Lay out the lines between the one holding "</instance>" and the one holding "negative clicks: (194, 269) (196, 257)", inclusive, as a JSON list of strings with one string per line and blank lines omitted.

**Material for the task:**
────
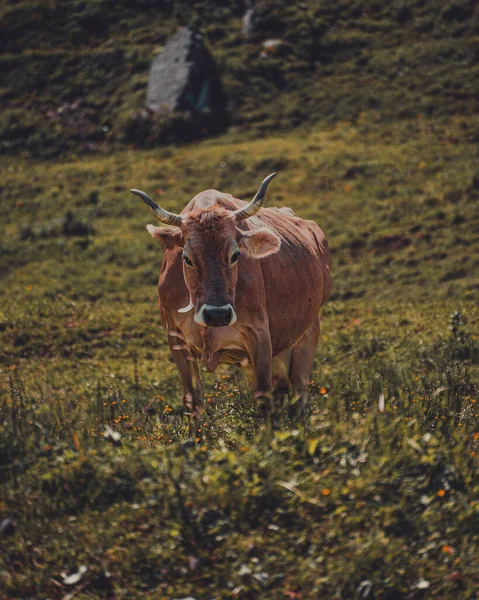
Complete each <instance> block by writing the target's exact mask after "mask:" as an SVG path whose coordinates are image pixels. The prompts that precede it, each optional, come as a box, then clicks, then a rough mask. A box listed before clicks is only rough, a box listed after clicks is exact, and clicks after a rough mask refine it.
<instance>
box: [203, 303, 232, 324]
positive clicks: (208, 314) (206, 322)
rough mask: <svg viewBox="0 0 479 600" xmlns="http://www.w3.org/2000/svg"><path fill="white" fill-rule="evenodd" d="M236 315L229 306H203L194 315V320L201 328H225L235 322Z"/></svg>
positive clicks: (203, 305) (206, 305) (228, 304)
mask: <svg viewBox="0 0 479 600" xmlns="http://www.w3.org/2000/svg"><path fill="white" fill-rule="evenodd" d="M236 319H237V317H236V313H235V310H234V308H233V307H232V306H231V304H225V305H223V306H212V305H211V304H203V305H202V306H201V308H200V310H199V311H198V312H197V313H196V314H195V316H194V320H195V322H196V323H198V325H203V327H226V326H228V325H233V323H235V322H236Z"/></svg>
────
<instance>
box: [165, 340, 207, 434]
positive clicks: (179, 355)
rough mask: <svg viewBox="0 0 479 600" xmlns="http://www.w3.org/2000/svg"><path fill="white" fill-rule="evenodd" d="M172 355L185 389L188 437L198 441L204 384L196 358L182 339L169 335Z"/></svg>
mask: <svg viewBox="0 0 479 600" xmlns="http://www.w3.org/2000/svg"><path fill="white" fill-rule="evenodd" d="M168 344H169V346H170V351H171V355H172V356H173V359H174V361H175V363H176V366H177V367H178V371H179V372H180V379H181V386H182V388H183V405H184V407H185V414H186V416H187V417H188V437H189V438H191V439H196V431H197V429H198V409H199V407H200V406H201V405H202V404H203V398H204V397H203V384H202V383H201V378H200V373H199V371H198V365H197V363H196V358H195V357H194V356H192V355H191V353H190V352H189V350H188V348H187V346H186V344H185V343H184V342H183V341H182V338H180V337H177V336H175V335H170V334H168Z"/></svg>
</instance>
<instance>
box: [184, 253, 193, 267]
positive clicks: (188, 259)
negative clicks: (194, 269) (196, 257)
────
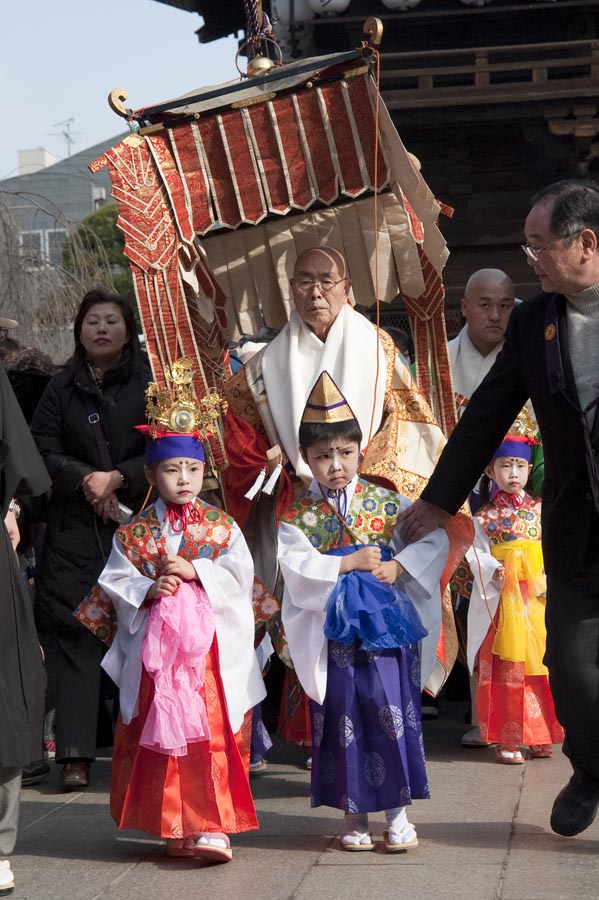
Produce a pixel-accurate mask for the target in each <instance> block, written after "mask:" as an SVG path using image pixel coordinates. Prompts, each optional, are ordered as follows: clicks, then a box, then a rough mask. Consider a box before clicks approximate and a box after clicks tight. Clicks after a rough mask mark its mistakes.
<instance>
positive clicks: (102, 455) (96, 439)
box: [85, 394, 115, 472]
────
**Exercise answer:**
[
  "</instance>",
  "<instance>",
  "box: [184, 253, 193, 267]",
  "positive clicks: (188, 259)",
  "negative clicks: (194, 269) (196, 257)"
]